GET zhifou/doc/_search
{
  "query": {
    "match": {
      "from": "gu"
    }
  },
  "highlight": {
    "pre_tags": "<b class='key' style='color:red'>",
    "post_tags": "</b>",
    "fields": {
      "from": {}
    }
  }
}

PUT s18/doc/6
{
  "name":"wangdi",
  "desc": "骚的打漂"
}

GET s18/doc/_search
{
  "query": {
    "match": {
      "desc": "打漂"
    }
  },
  "highlight": {
    "pre_tags": "<b style='color:red;font-size:20px;' class='wangdi'>", 
    "post_tags": "</b>", 
    "fields": {
      "desc": {}
    }
  }
}

结果过滤

GET s18/doc/_search
{
  "query": {
    "match": {
      "name": "zhangsan"

______

__目标 a__
把条目中从含有"mark the avenue"的那一行起，一直到条目末尾的各行逐字抄录下来，首尾两行都算在内，答案里不要放图片。
上面的文档片段和后面的条目毫无关联。

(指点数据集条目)
______

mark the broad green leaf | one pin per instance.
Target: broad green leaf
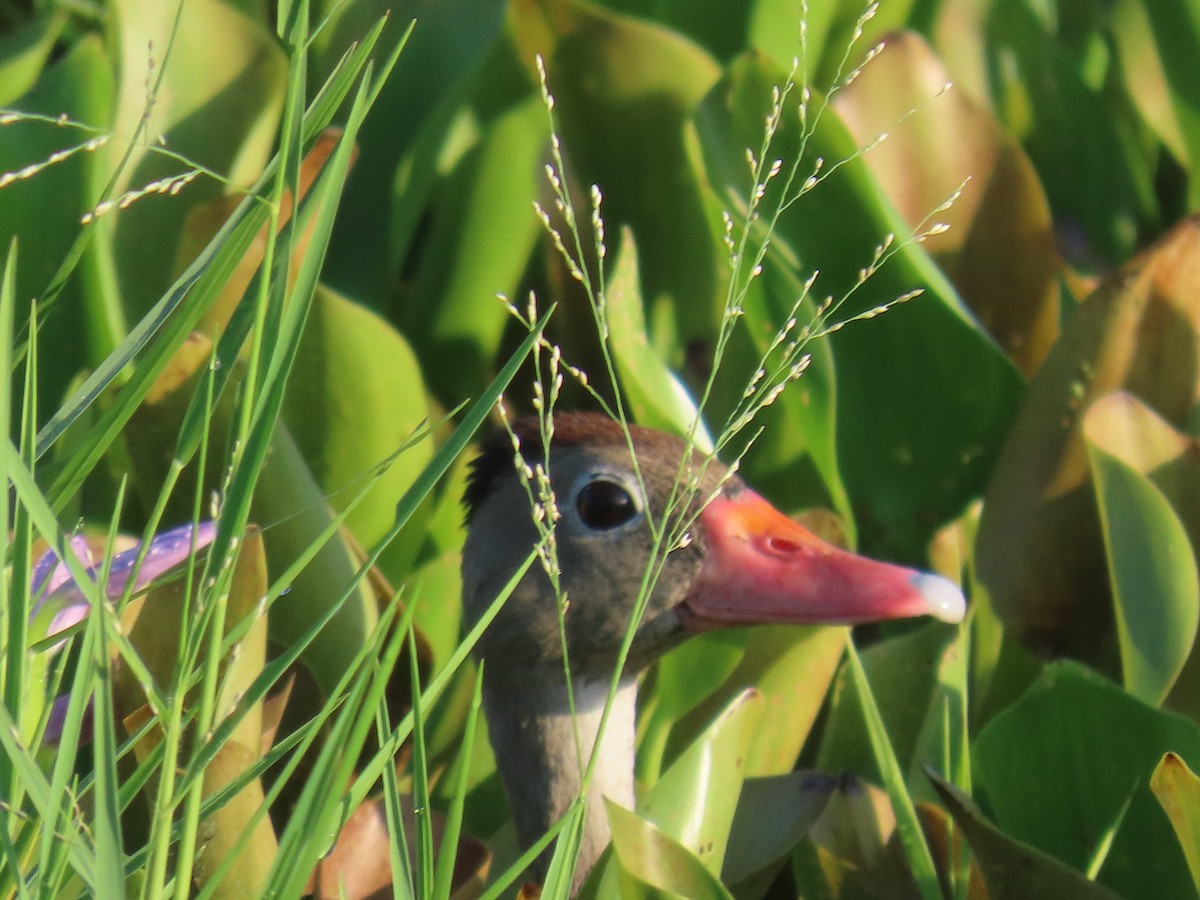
(1155, 42)
(1177, 790)
(682, 679)
(654, 394)
(23, 53)
(1039, 549)
(912, 839)
(774, 814)
(904, 675)
(1134, 433)
(1060, 766)
(1000, 249)
(652, 864)
(1152, 570)
(774, 30)
(903, 462)
(444, 57)
(1050, 94)
(451, 312)
(695, 799)
(238, 843)
(355, 397)
(1011, 869)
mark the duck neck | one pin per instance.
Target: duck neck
(543, 750)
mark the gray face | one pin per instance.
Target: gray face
(605, 543)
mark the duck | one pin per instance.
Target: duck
(731, 559)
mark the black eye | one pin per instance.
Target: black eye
(604, 504)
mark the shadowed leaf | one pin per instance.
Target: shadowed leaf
(1152, 570)
(1011, 869)
(1039, 549)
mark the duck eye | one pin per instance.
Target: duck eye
(604, 504)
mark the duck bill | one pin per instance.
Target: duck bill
(761, 567)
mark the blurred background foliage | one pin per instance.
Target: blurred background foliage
(1027, 425)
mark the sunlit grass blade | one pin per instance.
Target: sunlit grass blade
(319, 814)
(453, 828)
(107, 813)
(423, 814)
(912, 839)
(402, 879)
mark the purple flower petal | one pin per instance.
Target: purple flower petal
(52, 573)
(167, 551)
(58, 720)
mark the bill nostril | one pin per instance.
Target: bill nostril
(783, 546)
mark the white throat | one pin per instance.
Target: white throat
(543, 762)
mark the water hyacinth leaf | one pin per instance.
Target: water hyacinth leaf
(792, 667)
(1048, 96)
(1038, 768)
(1153, 41)
(1134, 433)
(911, 838)
(444, 58)
(683, 678)
(235, 844)
(1011, 869)
(1000, 249)
(696, 798)
(1039, 550)
(624, 89)
(904, 463)
(155, 627)
(23, 53)
(774, 814)
(1177, 790)
(450, 312)
(774, 30)
(904, 675)
(651, 862)
(855, 837)
(1156, 589)
(238, 83)
(205, 220)
(355, 396)
(654, 394)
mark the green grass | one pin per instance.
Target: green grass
(215, 327)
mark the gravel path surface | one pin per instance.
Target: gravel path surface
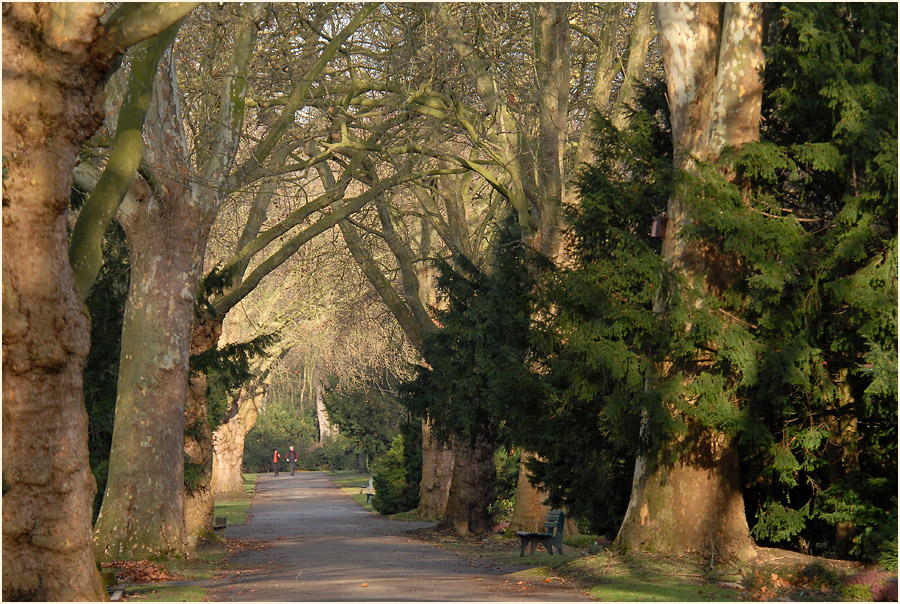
(308, 541)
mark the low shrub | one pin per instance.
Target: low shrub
(393, 491)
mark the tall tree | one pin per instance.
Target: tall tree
(56, 57)
(693, 501)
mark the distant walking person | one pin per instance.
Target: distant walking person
(292, 458)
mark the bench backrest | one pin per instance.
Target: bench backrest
(556, 519)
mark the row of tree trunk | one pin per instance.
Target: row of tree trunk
(56, 58)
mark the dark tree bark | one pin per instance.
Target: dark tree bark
(471, 487)
(713, 59)
(55, 57)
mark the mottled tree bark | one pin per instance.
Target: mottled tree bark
(55, 57)
(437, 471)
(142, 512)
(713, 60)
(326, 431)
(472, 487)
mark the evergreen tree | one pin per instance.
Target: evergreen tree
(597, 338)
(477, 378)
(814, 231)
(797, 327)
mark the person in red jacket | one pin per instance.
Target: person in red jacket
(292, 458)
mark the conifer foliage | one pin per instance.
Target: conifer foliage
(796, 328)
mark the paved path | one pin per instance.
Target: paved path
(311, 542)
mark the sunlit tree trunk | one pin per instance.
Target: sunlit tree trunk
(326, 431)
(49, 110)
(437, 470)
(713, 59)
(55, 57)
(228, 444)
(143, 509)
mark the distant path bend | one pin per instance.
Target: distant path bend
(311, 542)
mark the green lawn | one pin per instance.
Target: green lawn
(209, 558)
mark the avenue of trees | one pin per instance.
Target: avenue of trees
(635, 260)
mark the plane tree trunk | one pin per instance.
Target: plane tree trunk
(437, 470)
(55, 57)
(713, 60)
(471, 489)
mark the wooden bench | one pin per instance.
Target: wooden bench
(550, 538)
(368, 489)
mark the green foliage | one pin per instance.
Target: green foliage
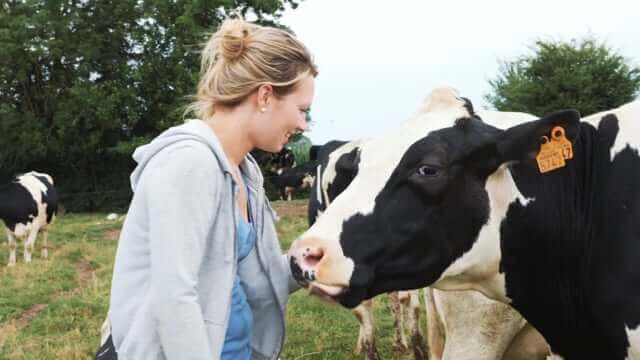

______

__目标 b__
根据文档片段回答：
(i) 第一个查询里，match 针对哪个字段，要匹配的值是什么？
(ii) PUT 语句写入的文档中，name 字段的值是什么？
(iii) 第二个查询的高亮设置里，pre_tags 把 font-size 设成了多少？

__参考答案 a__
mark the avenue of trees | one pin per instance.
Target: avenue of trees
(635, 260)
mark the plane tree trunk | one pin per instance.
Target: plane tree trunk
(437, 470)
(55, 57)
(713, 60)
(471, 489)
mark the wooden bench | one pin per instance.
Target: wooden bench
(550, 538)
(368, 489)
mark the green foliage | one pin per instance.
Target: green foliage

__参考答案 b__
(i) 字段是 from，匹配值是 gu。
(ii) wangdi
(iii) 20px